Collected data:
-- START --

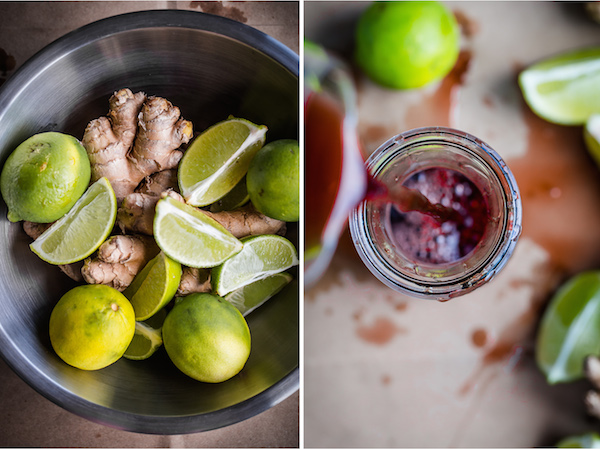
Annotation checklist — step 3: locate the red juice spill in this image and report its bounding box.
[390,168,488,264]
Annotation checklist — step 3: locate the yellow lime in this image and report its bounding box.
[154,197,242,268]
[0,132,90,223]
[29,178,117,265]
[163,293,250,383]
[225,273,293,316]
[210,176,250,212]
[246,139,300,221]
[556,432,600,448]
[50,284,135,370]
[211,235,298,296]
[355,1,460,89]
[123,309,167,360]
[123,252,181,321]
[536,271,600,384]
[177,117,267,206]
[519,47,600,125]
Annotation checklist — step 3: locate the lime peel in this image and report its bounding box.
[225,273,293,316]
[211,234,298,296]
[519,47,600,125]
[154,197,243,268]
[536,271,600,384]
[29,178,117,265]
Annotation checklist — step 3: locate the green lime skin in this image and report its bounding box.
[355,1,460,89]
[50,284,135,370]
[246,139,300,222]
[162,293,250,383]
[0,132,91,223]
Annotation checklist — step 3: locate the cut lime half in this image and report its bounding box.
[519,47,600,125]
[212,235,298,296]
[535,271,600,384]
[154,197,243,268]
[29,178,117,265]
[177,118,267,206]
[225,273,293,316]
[123,252,181,321]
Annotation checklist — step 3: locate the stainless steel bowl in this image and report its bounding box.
[0,10,299,434]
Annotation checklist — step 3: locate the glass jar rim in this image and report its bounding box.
[349,126,522,300]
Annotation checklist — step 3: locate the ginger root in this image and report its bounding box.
[81,235,160,292]
[82,89,193,202]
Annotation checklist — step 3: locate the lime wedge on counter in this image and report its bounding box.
[536,271,600,384]
[123,309,167,360]
[556,432,600,448]
[211,234,298,296]
[210,176,250,212]
[225,273,293,316]
[519,47,600,125]
[29,178,117,265]
[177,117,267,206]
[123,252,181,321]
[154,197,243,268]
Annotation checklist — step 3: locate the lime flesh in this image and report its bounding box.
[536,271,600,384]
[29,178,117,265]
[177,118,267,206]
[519,47,600,125]
[50,284,135,370]
[211,235,298,296]
[123,252,181,321]
[154,197,243,268]
[225,273,293,316]
[0,132,90,223]
[163,293,250,383]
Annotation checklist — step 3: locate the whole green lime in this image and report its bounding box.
[0,132,91,223]
[246,139,300,221]
[50,284,135,370]
[162,293,250,383]
[355,1,460,89]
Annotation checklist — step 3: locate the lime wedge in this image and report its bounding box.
[583,114,600,166]
[225,273,293,316]
[29,178,117,265]
[177,117,267,206]
[123,252,181,321]
[211,235,298,296]
[519,48,600,125]
[154,197,242,268]
[123,309,167,360]
[536,271,600,384]
[210,176,250,212]
[556,432,600,448]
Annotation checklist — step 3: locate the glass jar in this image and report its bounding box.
[350,127,522,300]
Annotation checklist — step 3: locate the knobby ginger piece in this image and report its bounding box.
[82,89,193,203]
[81,235,160,292]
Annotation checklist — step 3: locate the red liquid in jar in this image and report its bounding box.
[389,168,488,264]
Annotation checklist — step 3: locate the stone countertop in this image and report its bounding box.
[304,1,600,447]
[0,1,299,447]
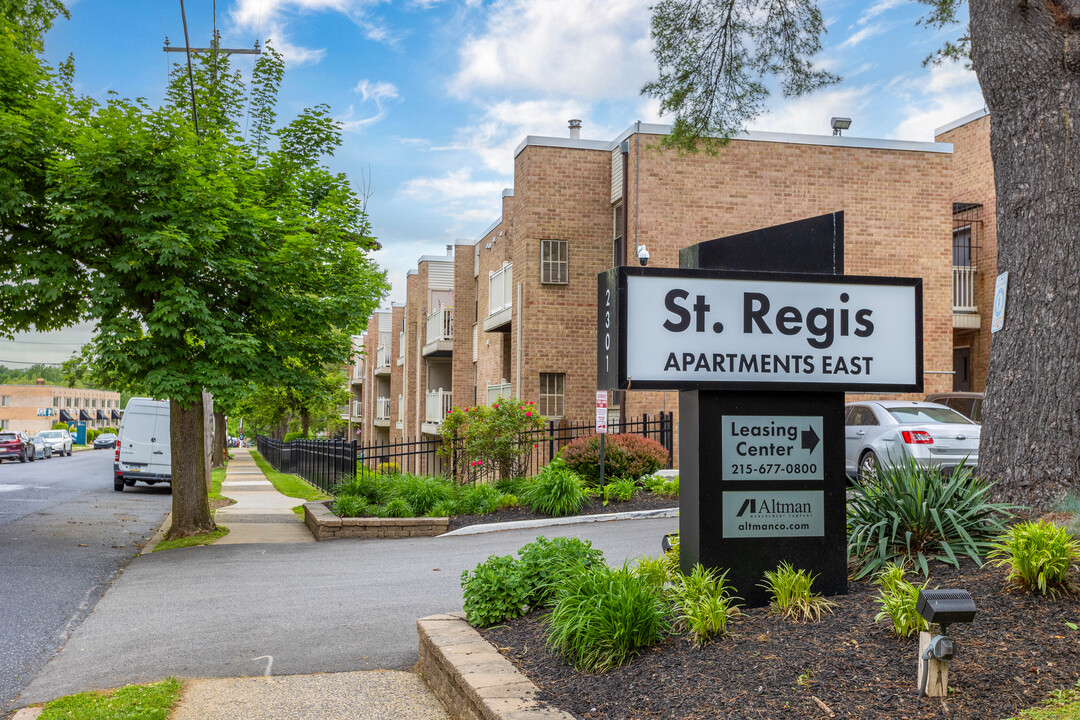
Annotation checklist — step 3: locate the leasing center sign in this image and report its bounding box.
[597,268,922,392]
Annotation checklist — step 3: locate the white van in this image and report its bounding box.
[112,397,173,490]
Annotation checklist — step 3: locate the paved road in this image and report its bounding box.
[19,518,678,705]
[0,450,172,717]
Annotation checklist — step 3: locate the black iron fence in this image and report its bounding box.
[256,412,675,491]
[255,435,359,492]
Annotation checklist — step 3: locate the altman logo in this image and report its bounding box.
[735,498,813,517]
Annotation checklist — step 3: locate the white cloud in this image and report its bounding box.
[450,0,656,99]
[838,23,886,47]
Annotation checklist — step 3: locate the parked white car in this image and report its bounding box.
[38,430,72,456]
[843,400,982,478]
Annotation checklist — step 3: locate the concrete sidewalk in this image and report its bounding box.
[214,448,315,545]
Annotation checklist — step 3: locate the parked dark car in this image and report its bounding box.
[927,392,983,424]
[0,430,33,462]
[94,433,117,450]
[30,435,53,460]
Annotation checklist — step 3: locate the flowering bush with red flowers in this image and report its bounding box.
[438,397,544,483]
[562,434,667,483]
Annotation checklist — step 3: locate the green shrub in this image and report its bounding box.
[330,495,375,517]
[461,555,528,627]
[759,562,836,622]
[521,458,585,517]
[672,565,739,646]
[378,498,416,517]
[559,434,669,484]
[848,460,1016,579]
[874,562,930,638]
[457,484,502,515]
[604,478,637,505]
[546,565,671,673]
[645,475,678,498]
[517,535,604,608]
[989,520,1080,596]
[634,555,667,593]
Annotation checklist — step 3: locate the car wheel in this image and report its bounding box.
[859,450,877,483]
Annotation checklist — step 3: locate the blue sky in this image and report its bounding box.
[0,0,983,366]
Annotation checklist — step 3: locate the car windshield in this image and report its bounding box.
[888,406,975,425]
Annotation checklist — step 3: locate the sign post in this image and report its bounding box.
[597,214,922,607]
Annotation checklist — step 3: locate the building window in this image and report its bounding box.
[540,240,570,285]
[540,372,566,418]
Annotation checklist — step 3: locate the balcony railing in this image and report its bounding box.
[423,388,454,424]
[953,266,978,313]
[487,382,511,405]
[487,262,514,315]
[424,308,454,344]
[375,397,390,420]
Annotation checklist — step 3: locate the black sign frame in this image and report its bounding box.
[596,266,923,393]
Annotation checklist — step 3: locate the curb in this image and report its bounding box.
[437,507,678,538]
[416,612,573,720]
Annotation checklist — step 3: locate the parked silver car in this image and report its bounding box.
[843,400,982,478]
[38,430,71,456]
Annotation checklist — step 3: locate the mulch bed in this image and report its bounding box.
[483,560,1080,720]
[450,490,678,530]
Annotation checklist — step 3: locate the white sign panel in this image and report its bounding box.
[990,272,1009,334]
[624,271,922,390]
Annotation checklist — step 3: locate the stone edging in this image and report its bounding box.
[416,613,573,720]
[303,502,450,540]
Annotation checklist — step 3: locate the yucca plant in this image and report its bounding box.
[546,565,671,673]
[759,562,836,622]
[848,460,1017,580]
[672,565,739,646]
[989,520,1080,596]
[874,562,930,638]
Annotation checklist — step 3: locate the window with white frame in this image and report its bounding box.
[540,372,566,418]
[540,240,570,285]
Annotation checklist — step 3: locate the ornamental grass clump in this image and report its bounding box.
[874,562,930,638]
[758,562,836,622]
[672,565,740,646]
[519,458,586,517]
[546,565,671,673]
[848,460,1017,580]
[989,520,1080,596]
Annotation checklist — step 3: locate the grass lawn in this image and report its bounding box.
[252,448,334,505]
[41,678,180,720]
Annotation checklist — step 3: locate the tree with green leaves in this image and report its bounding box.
[643,0,1080,507]
[0,4,387,536]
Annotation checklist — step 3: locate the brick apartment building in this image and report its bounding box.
[0,379,121,435]
[934,110,998,392]
[351,117,993,455]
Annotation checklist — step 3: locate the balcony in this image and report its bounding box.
[420,308,454,357]
[375,397,390,427]
[953,266,982,330]
[484,262,514,332]
[421,388,454,435]
[487,380,512,405]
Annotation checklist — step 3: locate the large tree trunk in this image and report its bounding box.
[211,411,229,468]
[168,399,217,539]
[970,0,1080,508]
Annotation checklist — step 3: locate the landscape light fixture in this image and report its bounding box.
[915,589,975,697]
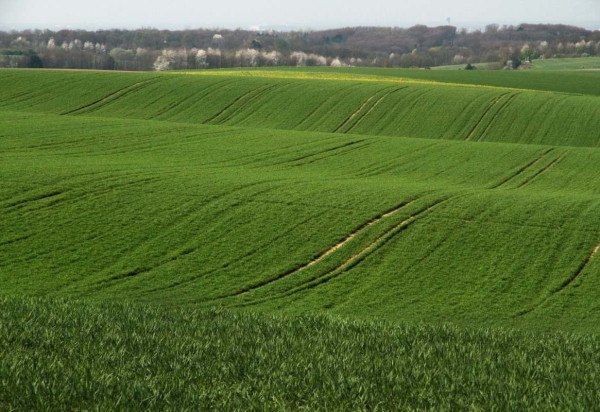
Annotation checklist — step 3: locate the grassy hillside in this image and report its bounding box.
[0,70,600,410]
[0,298,600,411]
[0,71,600,147]
[0,106,600,330]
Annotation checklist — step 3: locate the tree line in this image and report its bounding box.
[0,24,600,70]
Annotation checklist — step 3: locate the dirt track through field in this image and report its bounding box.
[220,199,417,298]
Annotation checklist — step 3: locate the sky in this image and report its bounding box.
[0,0,600,30]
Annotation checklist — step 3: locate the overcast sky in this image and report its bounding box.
[0,0,600,30]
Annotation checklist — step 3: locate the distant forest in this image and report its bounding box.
[0,24,600,70]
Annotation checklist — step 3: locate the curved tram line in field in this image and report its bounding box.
[221,196,456,306]
[515,243,600,317]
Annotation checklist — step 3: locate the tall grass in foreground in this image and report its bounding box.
[0,298,600,410]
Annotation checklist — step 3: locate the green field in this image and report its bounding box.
[0,69,600,409]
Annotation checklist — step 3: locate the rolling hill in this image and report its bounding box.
[0,69,600,409]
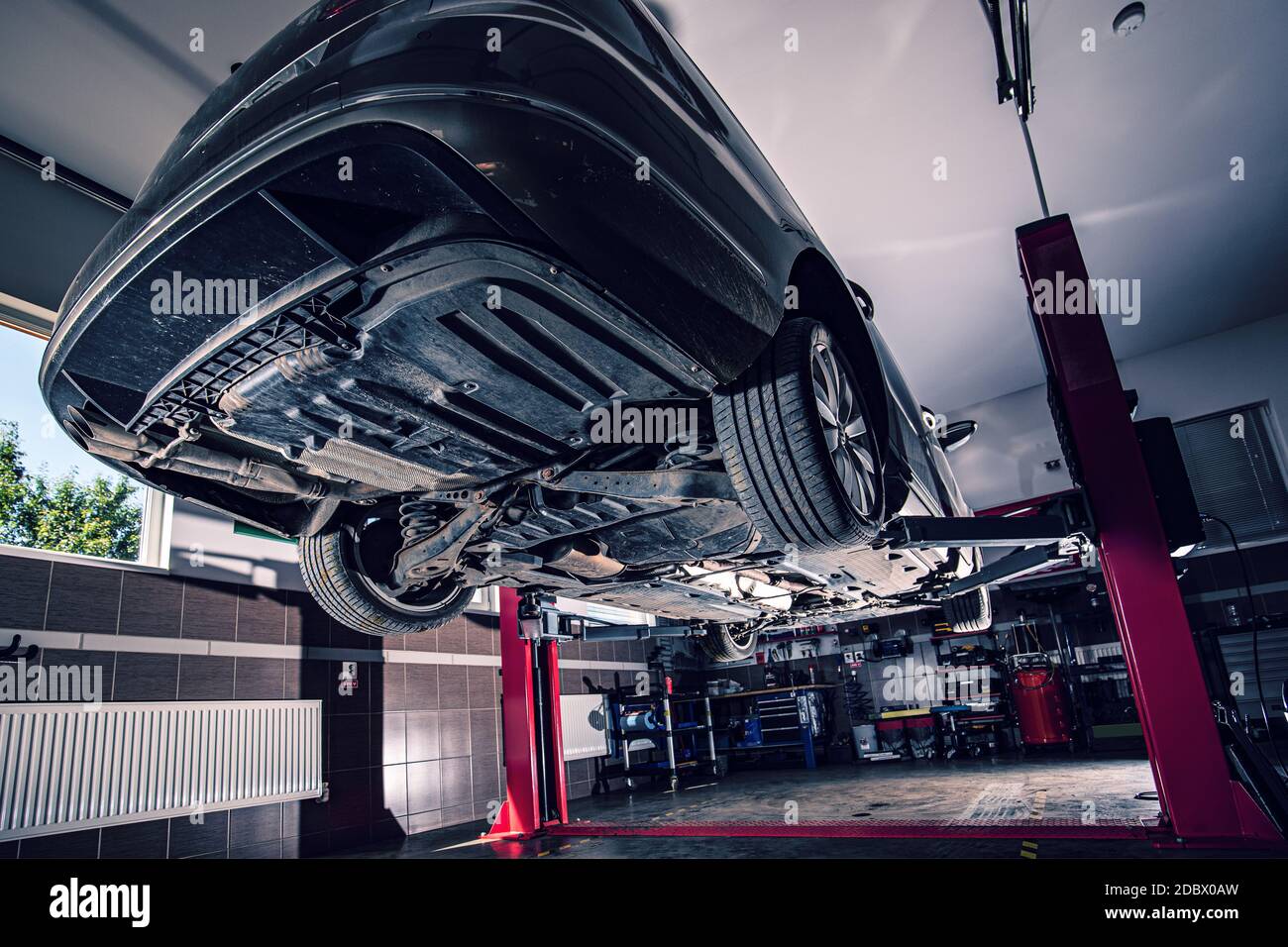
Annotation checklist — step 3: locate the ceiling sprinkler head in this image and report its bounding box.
[1115,3,1145,36]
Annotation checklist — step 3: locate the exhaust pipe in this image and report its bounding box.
[67,407,161,454]
[63,407,327,498]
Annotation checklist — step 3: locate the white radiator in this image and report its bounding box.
[0,701,322,841]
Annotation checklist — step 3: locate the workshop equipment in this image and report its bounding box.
[1012,651,1073,749]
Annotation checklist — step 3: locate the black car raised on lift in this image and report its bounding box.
[42,0,989,660]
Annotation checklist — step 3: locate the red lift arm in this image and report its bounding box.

-- END --

Problem requirements: Repeat, word for word, the part of the material that opens with the line containing "Annotation checklist — step 3: locate the stone countertop" and closes with the line containing "[597,268,922,392]". Leave the pictures out of your answer.

The result:
Annotation checklist — step 3: locate the stone countertop in this image and report its bounding box.
[304,1,600,447]
[0,1,299,447]
Annotation checklist — step 3: locate the leasing center sign in this image and report its bounding box.
[597,268,922,392]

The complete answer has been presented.